***** Records to use

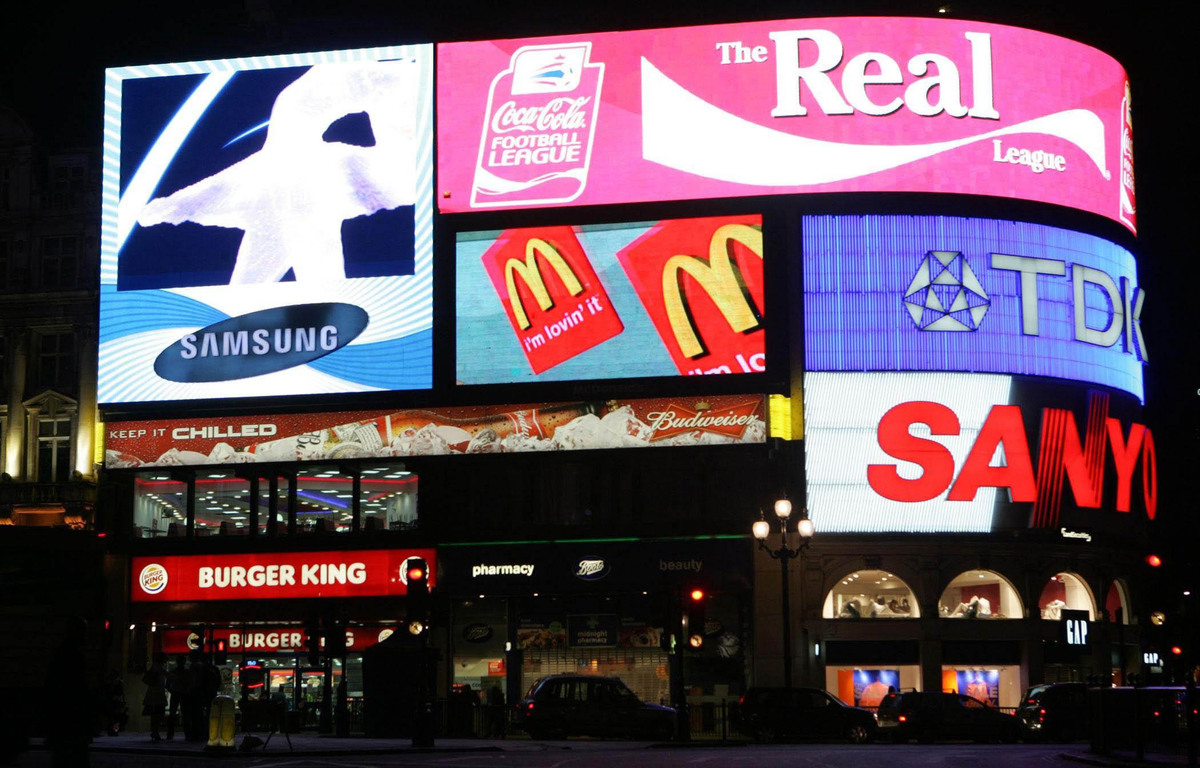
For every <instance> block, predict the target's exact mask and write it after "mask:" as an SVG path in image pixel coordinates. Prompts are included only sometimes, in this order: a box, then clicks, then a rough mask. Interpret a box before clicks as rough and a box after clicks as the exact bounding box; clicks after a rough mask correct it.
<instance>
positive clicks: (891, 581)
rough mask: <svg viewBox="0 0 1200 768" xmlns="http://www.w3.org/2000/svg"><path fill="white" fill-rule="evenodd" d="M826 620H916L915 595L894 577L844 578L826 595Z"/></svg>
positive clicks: (857, 574)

**********

How to complete this task. Going line by line through the data, tally each one that includes the string "positive", and answer with the tally only.

The answer. 2